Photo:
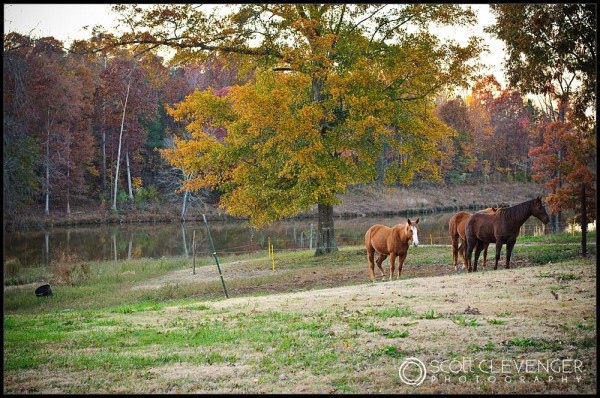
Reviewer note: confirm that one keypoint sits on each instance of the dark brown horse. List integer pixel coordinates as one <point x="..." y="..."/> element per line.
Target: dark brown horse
<point x="456" y="227"/>
<point x="500" y="227"/>
<point x="393" y="242"/>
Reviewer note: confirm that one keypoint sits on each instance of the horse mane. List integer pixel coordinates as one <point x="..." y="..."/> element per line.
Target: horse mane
<point x="517" y="212"/>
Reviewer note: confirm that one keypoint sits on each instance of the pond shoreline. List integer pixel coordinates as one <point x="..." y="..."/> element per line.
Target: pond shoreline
<point x="361" y="201"/>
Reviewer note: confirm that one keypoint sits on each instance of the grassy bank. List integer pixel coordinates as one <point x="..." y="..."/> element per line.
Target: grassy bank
<point x="95" y="285"/>
<point x="148" y="327"/>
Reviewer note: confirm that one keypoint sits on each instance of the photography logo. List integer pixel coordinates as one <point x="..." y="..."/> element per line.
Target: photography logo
<point x="407" y="373"/>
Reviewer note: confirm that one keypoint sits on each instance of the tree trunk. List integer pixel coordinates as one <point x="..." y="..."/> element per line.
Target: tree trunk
<point x="325" y="232"/>
<point x="103" y="158"/>
<point x="119" y="151"/>
<point x="129" y="176"/>
<point x="583" y="221"/>
<point x="47" y="193"/>
<point x="68" y="189"/>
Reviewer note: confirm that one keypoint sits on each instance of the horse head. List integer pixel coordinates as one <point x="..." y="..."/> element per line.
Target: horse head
<point x="412" y="231"/>
<point x="538" y="210"/>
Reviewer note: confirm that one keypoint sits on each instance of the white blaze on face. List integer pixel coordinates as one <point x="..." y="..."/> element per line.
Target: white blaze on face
<point x="415" y="236"/>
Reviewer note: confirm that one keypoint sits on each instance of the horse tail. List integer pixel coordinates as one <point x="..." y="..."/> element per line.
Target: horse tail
<point x="368" y="244"/>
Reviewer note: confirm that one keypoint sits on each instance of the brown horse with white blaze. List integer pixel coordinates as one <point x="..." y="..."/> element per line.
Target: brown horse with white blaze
<point x="500" y="227"/>
<point x="456" y="228"/>
<point x="393" y="242"/>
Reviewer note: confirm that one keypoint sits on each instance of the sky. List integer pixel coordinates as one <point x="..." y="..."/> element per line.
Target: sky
<point x="66" y="22"/>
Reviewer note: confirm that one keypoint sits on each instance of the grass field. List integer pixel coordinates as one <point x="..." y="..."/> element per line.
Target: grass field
<point x="315" y="324"/>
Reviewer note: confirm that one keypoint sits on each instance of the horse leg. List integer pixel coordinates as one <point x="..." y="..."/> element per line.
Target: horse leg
<point x="478" y="249"/>
<point x="380" y="260"/>
<point x="485" y="246"/>
<point x="471" y="243"/>
<point x="401" y="259"/>
<point x="455" y="250"/>
<point x="371" y="260"/>
<point x="509" y="247"/>
<point x="461" y="249"/>
<point x="498" y="249"/>
<point x="392" y="264"/>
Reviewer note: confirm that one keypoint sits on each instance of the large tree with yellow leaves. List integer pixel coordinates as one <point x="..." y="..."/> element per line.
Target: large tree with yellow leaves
<point x="333" y="84"/>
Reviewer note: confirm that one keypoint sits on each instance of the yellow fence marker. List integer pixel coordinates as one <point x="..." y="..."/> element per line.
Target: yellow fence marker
<point x="273" y="256"/>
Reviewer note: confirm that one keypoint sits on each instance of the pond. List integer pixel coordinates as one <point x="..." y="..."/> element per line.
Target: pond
<point x="155" y="240"/>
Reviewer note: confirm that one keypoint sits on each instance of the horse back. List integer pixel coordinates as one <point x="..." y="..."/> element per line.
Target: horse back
<point x="482" y="225"/>
<point x="457" y="224"/>
<point x="378" y="237"/>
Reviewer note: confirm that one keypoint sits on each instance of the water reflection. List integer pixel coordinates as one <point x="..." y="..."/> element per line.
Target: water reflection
<point x="126" y="241"/>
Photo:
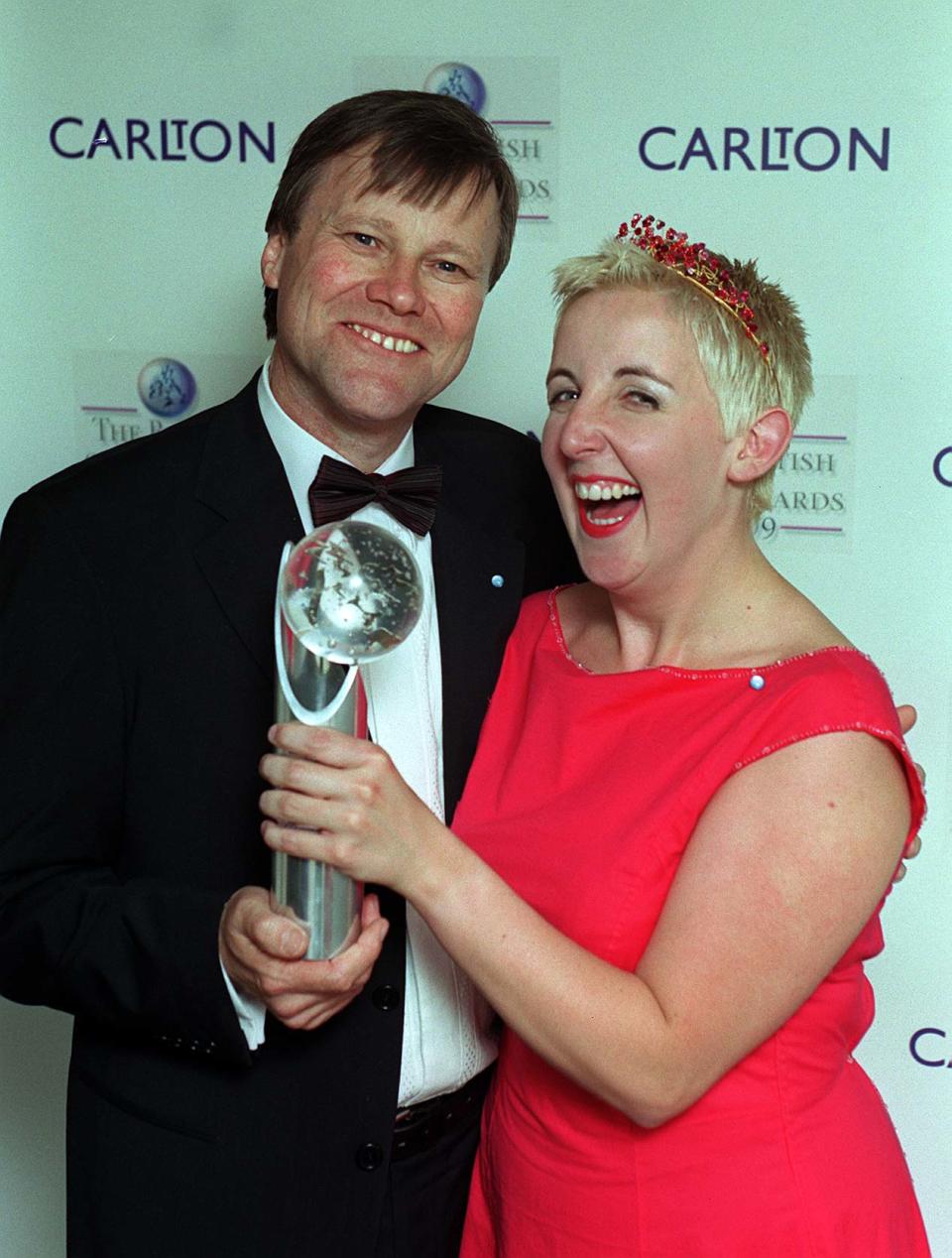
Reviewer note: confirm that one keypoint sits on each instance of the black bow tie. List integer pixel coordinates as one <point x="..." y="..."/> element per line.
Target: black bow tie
<point x="411" y="496"/>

____________

TASK - From the first line to the last, transcribe the listing exactly; skip the pictures.

SOLUTION TO THE EXERCISE -
Photo:
Reviewer note: confirm that one keypoint sits on each instance of the dark brown horse. List integer pixel coordinates as one <point x="..." y="..."/> element per line.
Target: dark brown horse
<point x="456" y="227"/>
<point x="500" y="227"/>
<point x="393" y="242"/>
Reviewer note: confirm that one keypoint sits on each instance of the horse mane. List integer pixel coordinates as one <point x="..." y="..."/> element per line.
Target: horse mane
<point x="517" y="212"/>
Reviewer note: confirm that one keypoint sits on each instance of the pond shoreline. List integer pixel coordinates as one <point x="..." y="..."/> element per line.
Target: pond shoreline
<point x="361" y="201"/>
Reviewer note: confirm that one keypoint sits on each instance of the grassy bank. List integer pixel coordinates as one <point x="..." y="..."/> element per line.
Target: grassy bank
<point x="95" y="285"/>
<point x="148" y="327"/>
Reviewer note: confirm that one keypoint sits on each instance of the photography logo. List integer pixel coordinates as one <point x="..." y="..."/> element per line.
Target: photography logo
<point x="407" y="373"/>
Reviewer note: confirm that one keypoint sits on each instance of the tree trunk. List integer pixel coordinates as one <point x="..." y="..."/> element per line.
Target: tree trunk
<point x="325" y="232"/>
<point x="103" y="158"/>
<point x="119" y="151"/>
<point x="129" y="176"/>
<point x="583" y="221"/>
<point x="47" y="193"/>
<point x="68" y="189"/>
Reviewer note: confirm that one keypoint sits on each instance of the horse head. List integer pixel coordinates as one <point x="..." y="..."/> element per line.
Target: horse head
<point x="412" y="231"/>
<point x="538" y="210"/>
Reviewer note: confirm that one keypoint sits on each instance of the white blaze on face. List integer pixel coordinates as one <point x="..." y="..."/> element per line.
Target: white blaze on face
<point x="415" y="236"/>
Reviewer note: confirm that one keypoint sits on each instance of the horse tail. List integer pixel coordinates as one <point x="..." y="..."/> element per line.
Target: horse tail
<point x="368" y="244"/>
Reviewer note: confirm that one keypoint sits on each instance of the brown horse with white blaze. List integer pixel coordinates as one <point x="..." y="..."/> element per line.
Target: brown horse with white blaze
<point x="500" y="227"/>
<point x="456" y="228"/>
<point x="393" y="242"/>
Reviewer note: confirm that one keypoint sits on each instance of the sky. List integer pixel coordinates as one <point x="..." y="..."/> element per line.
Target: sky
<point x="66" y="22"/>
Reviewer note: confirm that one keypoint sits on each instance of the grass field. List integer pixel coordinates as one <point x="..." y="..."/> element per line.
Target: grass field
<point x="315" y="324"/>
Reviewer note: confirm that one keypoint sits on each instance of the horse leg. List integer pixel coordinates as one <point x="..." y="..."/> element per line.
Target: horse leg
<point x="478" y="249"/>
<point x="380" y="260"/>
<point x="485" y="246"/>
<point x="471" y="243"/>
<point x="401" y="259"/>
<point x="455" y="250"/>
<point x="371" y="260"/>
<point x="509" y="247"/>
<point x="461" y="249"/>
<point x="498" y="249"/>
<point x="392" y="264"/>
Reviewer note: confirm that one keypoint sits on each instance of the large tree with yellow leaves. List integer pixel coordinates as one <point x="..." y="..."/> element per line.
Target: large tree with yellow leaves
<point x="333" y="84"/>
Reviewer note: confirm that one keypoint sits on each instance of the yellow fence marker. List integer pixel coordinates as one <point x="..." y="..."/> element per line.
Target: yellow fence marker
<point x="273" y="256"/>
Reviewer note: confirm that one keypoint sits on each instance of the pond. List integer pixel coordinates as one <point x="..." y="..."/> element per line.
Target: pond
<point x="155" y="240"/>
Reviewer note: confirm that one keypoint sits on each instance of the horse back. List integer pixel coordinates as one <point x="..." y="..."/> element per line.
Target: horse back
<point x="482" y="225"/>
<point x="457" y="224"/>
<point x="378" y="237"/>
Reviewer note: confirm that one keypoint sits on each instance of the water reflection. List integer pixel coordinates as one <point x="..." y="..."/> element per line.
Target: water reflection
<point x="126" y="241"/>
Photo:
Reviewer note: confirm that one keypoint sits on each instance of the black bow tie. List integer pixel coordinates as one <point x="..." y="..."/> element per line.
Target: black bow tie
<point x="411" y="496"/>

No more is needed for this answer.